** EXERCISE DETAILS **
Return, word for word, only the lines from the one containing "Practice task. Find the overgrown" through the last line of the entries.

** RECORDED DATA **
----------
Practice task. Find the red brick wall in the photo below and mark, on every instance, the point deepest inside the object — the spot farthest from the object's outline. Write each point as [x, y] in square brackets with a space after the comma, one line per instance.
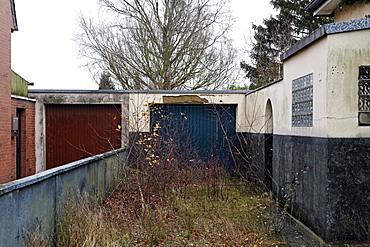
[7, 171]
[27, 136]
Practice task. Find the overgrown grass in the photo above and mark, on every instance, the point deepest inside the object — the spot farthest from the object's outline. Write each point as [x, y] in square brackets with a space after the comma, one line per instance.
[200, 218]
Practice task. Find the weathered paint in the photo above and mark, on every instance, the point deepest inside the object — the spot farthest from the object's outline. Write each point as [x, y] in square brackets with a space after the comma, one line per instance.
[36, 200]
[358, 10]
[139, 106]
[80, 97]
----------
** SOLUTION **
Practice task. Find the overgrown grass in the photo above and mark, on every instance, the point deepest inside the object — the spot farthest from the object's outline. Write each point as [x, y] in square brackets with a space after the comma, one line per instance.
[200, 218]
Practice task. Find the weathered paint in the photo above and mark, on every instance, the point deepest inside the object — the spot farthest from the object's outline. Write each point as [x, y] in square brackets with a space after the comma, one line per instance.
[36, 200]
[358, 10]
[139, 106]
[80, 97]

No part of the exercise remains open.